▸ PROVIDED ENTRIES
>> Begin

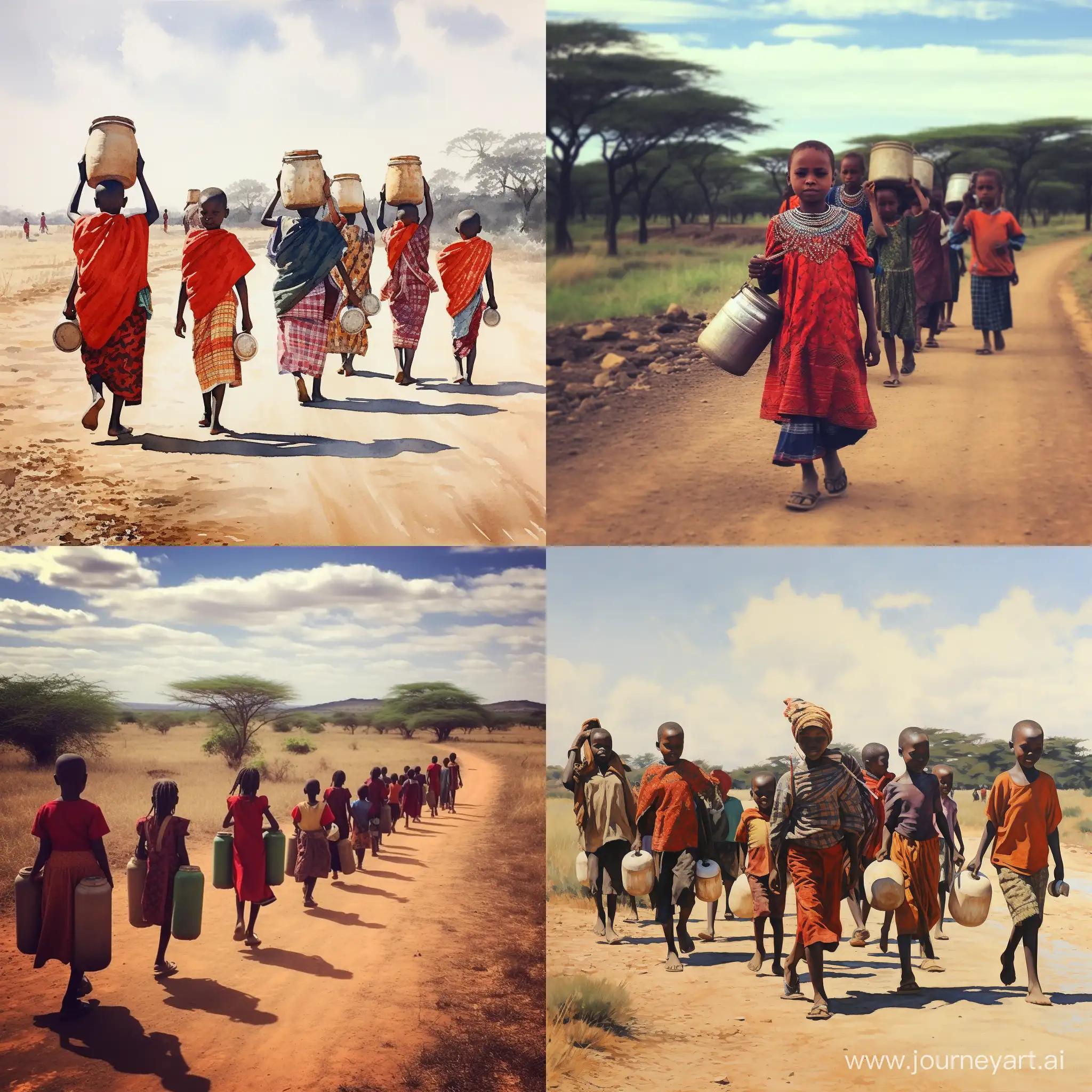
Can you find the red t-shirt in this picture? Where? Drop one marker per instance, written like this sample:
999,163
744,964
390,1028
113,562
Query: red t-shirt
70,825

>> End
>> Begin

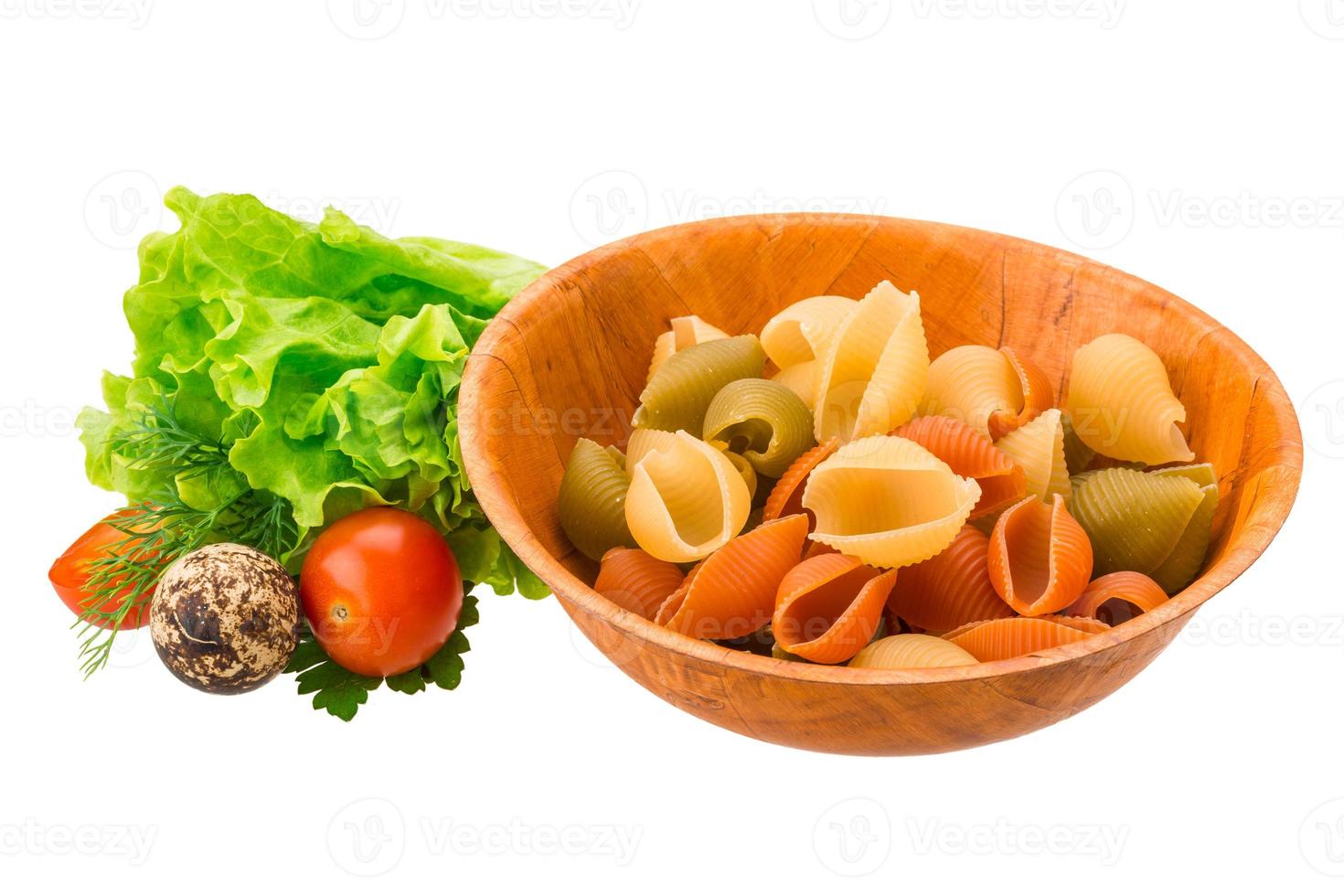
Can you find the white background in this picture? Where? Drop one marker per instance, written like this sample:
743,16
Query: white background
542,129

>> End
>> Begin

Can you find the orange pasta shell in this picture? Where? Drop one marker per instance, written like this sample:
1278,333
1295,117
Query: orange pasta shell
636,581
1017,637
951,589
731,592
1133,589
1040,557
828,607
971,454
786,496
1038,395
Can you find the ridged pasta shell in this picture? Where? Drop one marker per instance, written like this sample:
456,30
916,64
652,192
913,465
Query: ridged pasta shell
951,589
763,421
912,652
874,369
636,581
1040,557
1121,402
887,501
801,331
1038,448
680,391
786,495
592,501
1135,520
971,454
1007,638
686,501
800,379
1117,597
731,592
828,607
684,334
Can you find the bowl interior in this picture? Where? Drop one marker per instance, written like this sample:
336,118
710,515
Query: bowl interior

>> End

▸ REQUIRED TASK
Quote verbatim every line from the one containing "Can you find the ridged" through the one containing "Query: bowl interior", including both of those lines.

▸ PROBLEM SOLUTION
Can you find the ridged pasta shell in this picture? Where? Drop one marker per instance, written like this sample:
456,30
916,64
652,192
913,465
Query: ridged pasta shell
951,589
763,421
912,652
874,369
636,581
1040,557
1121,402
887,501
801,331
1038,448
680,391
786,495
592,501
1135,520
971,454
1007,638
686,501
800,379
1117,597
731,592
828,607
684,334
Can you find the bowl interior in this picture? Where? Drop one marker per instance, written like this sample:
336,118
710,515
Query: bowl interior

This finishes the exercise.